Actions to take:
1 – Translate this sentence from the article about the physician who performs aerial acts into Spanish: "There can indeed be a good deal of daily stress that needs to be relieved."
2 – From the article about the physician who performs aerial acts, write out the passage from "When he’s at" up to and including "of silk fabric.".

Physician finds work-life balance 20 feet above ground

UCLA Health article
Mari Provencher

Dr. Edward Zaragoza performs acts of aerialist derring-do at the Cirque School in West Hollywood.

When he’s at work, Dr. Edward Zaragoza can be found studying an array of computer screens in an otherwise dimly lit room on the third floor of Ronald Reagan UCLA Medical Center, intently focused on images of human bone, organs and tissue as he looks for any anomaly that signals trouble. When he's not at work, Zaragoza might just as easily be found 20 feet above the ground at the Cirque School in West Hollywood, performing balletic acts of aerialist derring-do.

“It’s playful,” he said, with a wide grin. “And playfulness is one of the strongest parts of my personality. It’s actually a part of my work ethic.”

The sight of Zaragoza performing — shirtless and in Spandex tights — is riveting: syncopated movement of his limbs, torso and head as he sways and cartwheels in midair while hanging onto ribbon-like bands of silk fabric.

This delicate midair dance infuses balance in Zaragoza’s life and helps to relieve the stress of his work as clinical director of imaging informatics and chief of acute care imaging. There can indeed be a good deal of daily stress that needs to be relieved. Analyzing the most cryptic of imaging details, he observes anomalies that often have life-or-death implications for patients. Such intensity can be exhausting.

“You want to look through the hypotheses of what could be wrong as quickly as possible and do an investigation to determine the one that’s right,” he said. “And then you can set a patient on the path toward treatment.”

For Zaragoza, performing aerial ballets as a means of stress relief is so purposeful and fulfilling that he is at Cirque School several nights a week. “There is risk,” he said, “but the reward is great.”

Not given to youthful recklessness, Zaragoza didn’t play sports in school and recalls that the most daring thing he did as a kid was to jump from the low roof of his boyhood home in Buellton, California, into a thick and bouncy bed of ice plants. However, he mused, “If I had discovered Cirque when I was in medical school, I probably would have been attracted to daredevil stuff.”

Data extract:
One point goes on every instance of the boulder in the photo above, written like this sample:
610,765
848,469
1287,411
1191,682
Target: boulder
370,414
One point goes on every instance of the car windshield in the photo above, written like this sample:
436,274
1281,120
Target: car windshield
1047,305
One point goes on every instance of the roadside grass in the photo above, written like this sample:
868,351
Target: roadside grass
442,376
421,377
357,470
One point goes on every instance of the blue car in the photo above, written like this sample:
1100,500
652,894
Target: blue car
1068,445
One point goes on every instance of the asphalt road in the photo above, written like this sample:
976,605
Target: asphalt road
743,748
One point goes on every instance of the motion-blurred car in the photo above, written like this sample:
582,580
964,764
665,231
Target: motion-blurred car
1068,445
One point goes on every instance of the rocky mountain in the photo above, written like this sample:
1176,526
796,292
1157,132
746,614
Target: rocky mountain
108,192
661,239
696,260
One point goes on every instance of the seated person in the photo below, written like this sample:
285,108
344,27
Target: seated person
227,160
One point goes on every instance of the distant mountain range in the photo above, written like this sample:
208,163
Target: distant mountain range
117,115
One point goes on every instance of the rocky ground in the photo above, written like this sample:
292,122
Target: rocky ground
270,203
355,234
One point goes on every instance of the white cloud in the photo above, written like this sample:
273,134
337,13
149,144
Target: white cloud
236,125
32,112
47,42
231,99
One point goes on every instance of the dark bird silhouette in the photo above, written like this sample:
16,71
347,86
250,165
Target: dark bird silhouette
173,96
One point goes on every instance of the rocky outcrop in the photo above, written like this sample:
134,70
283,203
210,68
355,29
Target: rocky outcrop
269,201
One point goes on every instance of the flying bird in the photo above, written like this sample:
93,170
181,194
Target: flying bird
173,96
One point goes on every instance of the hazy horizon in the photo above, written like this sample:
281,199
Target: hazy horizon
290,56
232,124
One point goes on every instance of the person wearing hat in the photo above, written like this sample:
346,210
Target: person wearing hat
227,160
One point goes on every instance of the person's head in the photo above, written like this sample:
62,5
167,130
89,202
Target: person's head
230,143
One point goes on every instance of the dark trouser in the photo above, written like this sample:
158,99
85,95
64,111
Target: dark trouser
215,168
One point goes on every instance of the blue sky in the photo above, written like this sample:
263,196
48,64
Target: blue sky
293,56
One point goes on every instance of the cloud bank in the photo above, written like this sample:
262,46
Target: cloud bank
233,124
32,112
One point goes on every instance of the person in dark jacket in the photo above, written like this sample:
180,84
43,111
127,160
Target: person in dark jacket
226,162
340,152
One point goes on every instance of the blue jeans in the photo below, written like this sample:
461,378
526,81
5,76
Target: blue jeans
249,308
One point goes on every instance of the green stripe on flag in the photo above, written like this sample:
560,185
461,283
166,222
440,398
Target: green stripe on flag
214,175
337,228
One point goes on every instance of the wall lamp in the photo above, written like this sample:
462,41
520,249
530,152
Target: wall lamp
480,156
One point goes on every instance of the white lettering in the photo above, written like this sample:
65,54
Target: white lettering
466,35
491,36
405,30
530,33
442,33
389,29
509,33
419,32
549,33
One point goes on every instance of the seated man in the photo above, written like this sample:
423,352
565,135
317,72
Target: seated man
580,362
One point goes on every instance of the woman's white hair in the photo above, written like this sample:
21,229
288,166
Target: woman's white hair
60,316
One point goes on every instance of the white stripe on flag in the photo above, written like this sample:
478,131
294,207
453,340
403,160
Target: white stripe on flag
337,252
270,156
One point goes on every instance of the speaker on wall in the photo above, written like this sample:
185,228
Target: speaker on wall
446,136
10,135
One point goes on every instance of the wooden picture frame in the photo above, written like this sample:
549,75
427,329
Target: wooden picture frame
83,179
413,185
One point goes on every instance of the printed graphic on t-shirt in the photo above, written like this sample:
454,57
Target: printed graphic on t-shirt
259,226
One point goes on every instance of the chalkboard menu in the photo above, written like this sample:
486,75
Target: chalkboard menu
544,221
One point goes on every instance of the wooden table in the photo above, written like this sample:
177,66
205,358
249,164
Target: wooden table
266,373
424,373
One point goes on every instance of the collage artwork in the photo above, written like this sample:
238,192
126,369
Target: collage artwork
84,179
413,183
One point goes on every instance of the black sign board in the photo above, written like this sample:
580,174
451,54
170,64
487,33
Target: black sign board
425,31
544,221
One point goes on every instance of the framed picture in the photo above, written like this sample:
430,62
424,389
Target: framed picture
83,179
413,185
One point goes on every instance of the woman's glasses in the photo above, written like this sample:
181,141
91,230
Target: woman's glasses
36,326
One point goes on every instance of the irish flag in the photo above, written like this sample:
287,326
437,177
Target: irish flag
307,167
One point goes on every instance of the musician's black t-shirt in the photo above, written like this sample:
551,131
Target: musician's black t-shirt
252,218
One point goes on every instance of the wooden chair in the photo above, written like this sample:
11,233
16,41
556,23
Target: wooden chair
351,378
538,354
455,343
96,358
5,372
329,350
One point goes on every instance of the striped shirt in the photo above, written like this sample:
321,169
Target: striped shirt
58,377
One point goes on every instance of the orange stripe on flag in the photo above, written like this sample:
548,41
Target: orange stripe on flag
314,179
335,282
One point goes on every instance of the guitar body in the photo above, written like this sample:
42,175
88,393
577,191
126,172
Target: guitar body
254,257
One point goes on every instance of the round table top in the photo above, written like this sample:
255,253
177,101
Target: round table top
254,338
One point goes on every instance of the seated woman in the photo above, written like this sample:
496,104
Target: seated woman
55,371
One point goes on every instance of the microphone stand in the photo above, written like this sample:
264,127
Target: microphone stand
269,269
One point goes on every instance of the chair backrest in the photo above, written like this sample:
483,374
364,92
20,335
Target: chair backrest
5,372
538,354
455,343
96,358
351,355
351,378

List of solutions:
1 – De hecho, puede haber una buena cantidad de estrés diario que necesita aliviarse.

2 –
When he’s at work, Dr. Edward Zaragoza can be found studying an array of computer screens in an otherwise dimly lit room on the third floor of Ronald Reagan UCLA Medical Center, intently focused on images of human bone, organs and tissue as he looks for any anomaly that signals trouble. When he's not at work, Zaragoza might just as easily be found 20 feet above the ground at the Cirque School in West Hollywood, performing balletic acts of aerialist derring-do.

“It’s playful,” he said, with a wide grin. “And playfulness is one of the strongest parts of my personality. It’s actually a part of my work ethic.”

The sight of Zaragoza performing — shirtless and in Spandex tights — is riveting: syncopated movement of his limbs, torso and head as he sways and cartwheels in midair while hanging onto ribbon-like bands of silk fabric.